#### [Text under study]
Macroplectra nararia

Scientific classification
- Kingdom: Animalia
- Phylum: Arthropoda
- Class: Insecta
- Order: Lepidoptera
- Family: Limacodidae
- Genus: Macroplectra
- Species: M. nararia
- Binomial name: Macroplectra nararia Moore, 1859

= Macroplectra nararia =

- Genus: Macroplectra
- Species: nararia
- Authority: Moore, 1859

Species of moth

Macroplectra nararia, the coconut slug caterpillar, is a moth of the family Limacodidae. The species was first described by Frederic Moore in 1859. It is found in Sri Lanka and India.

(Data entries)

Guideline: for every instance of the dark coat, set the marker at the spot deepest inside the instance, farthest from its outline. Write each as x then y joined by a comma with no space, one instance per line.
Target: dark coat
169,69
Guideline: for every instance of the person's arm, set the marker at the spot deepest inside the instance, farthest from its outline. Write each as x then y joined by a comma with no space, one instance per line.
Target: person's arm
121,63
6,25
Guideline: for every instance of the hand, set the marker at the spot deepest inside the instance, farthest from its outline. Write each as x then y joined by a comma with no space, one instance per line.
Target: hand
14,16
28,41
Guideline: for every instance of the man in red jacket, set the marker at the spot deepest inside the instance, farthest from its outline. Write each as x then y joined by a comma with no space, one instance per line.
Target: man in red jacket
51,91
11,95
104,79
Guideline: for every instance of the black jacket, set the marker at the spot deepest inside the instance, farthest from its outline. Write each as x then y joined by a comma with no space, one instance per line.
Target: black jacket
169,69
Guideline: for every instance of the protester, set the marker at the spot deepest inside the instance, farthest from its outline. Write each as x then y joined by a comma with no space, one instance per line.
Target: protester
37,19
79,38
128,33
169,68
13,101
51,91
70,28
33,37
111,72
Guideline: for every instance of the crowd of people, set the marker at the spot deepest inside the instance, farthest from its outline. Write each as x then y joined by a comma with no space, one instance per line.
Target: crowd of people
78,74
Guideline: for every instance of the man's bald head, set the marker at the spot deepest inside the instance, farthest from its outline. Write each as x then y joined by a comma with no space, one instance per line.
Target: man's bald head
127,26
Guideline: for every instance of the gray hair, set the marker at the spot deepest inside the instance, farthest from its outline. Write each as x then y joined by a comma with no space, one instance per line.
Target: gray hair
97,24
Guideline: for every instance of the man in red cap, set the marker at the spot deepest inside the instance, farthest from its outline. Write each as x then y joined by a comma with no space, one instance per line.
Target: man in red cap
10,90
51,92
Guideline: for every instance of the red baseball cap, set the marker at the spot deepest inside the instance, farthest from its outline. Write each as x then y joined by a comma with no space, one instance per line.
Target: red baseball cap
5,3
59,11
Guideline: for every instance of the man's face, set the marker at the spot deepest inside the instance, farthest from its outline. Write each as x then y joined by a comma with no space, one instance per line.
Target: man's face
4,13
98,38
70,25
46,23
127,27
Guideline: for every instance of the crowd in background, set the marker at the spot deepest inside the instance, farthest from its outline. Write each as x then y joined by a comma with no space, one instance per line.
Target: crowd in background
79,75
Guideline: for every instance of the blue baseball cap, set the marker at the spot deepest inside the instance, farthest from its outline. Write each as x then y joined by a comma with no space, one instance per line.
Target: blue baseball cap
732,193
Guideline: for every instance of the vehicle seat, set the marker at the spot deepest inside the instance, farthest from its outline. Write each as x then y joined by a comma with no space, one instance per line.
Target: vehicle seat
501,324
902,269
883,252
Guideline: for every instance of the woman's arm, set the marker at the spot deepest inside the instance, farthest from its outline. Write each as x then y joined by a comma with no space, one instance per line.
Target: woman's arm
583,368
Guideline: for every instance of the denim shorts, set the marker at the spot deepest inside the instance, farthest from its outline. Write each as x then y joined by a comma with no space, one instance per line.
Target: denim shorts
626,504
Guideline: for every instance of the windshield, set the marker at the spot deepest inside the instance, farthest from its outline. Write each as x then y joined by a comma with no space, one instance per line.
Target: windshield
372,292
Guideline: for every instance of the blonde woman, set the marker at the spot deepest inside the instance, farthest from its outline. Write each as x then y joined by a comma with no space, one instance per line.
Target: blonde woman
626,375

#### [Directions]
1) In the text on Macroplectra nararia, rewrite the paragraph beginning "Macroplectra nararia, the coconut slug caterpillar" as a short list that keeps its main facts.
2) Pick up the text on Macroplectra nararia after its last sentence and continue it.

#### [Answers for the exercise]
1)
- Name: Macroplectra nararia, the coconut slug caterpillar
- Type: moth of the family Limacodidae
- First described: by Frederic Moore in 1859
- Range: Sri Lanka and India

2)
It is a serious pest on coconut. The caterpillar feeds on leaf lamina until only the midribs remain. This results development of necrotic spots in early stage. In severe conditions, gumming on the nuts can be observed. Outbreaks were observed in Andhra Pradesh, India, in 2007, 2012 and 2013.

Two larval parasitoids, Euplectrus and Euplectromorpha are effective for control agents. Eurytoma monemae is a pupal parasitoid. Paecilomyces lilacinus is an effective entomopathogen of the moth. The patasitoid Pediobius imbrues has been successfully used to control the coconut slug caterpillar in India.